Given exercise — Present the lines below as a numbered list, skipping any blank lines and leaving out the pictures.

[Dataset rows]
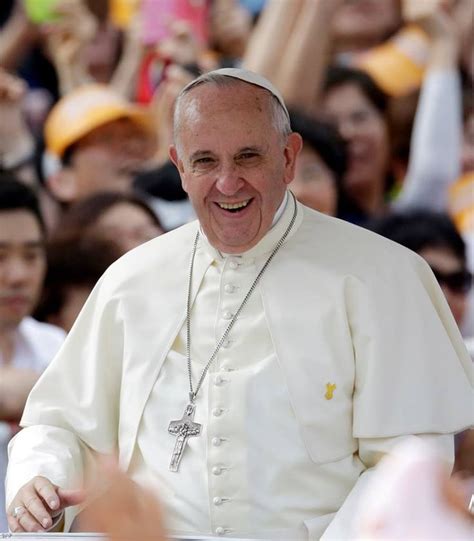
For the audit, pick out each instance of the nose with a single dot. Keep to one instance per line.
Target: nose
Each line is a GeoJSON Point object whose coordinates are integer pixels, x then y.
{"type": "Point", "coordinates": [228, 180]}
{"type": "Point", "coordinates": [347, 129]}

Reply to the exercise —
1. For the audit, pick out each instance of the nose with a single dot. Keep to one instance per line.
2. Target: nose
3. Each line is a GeoJSON Point object whose coordinates are integer pixels, x then y.
4. {"type": "Point", "coordinates": [228, 180]}
5. {"type": "Point", "coordinates": [347, 129]}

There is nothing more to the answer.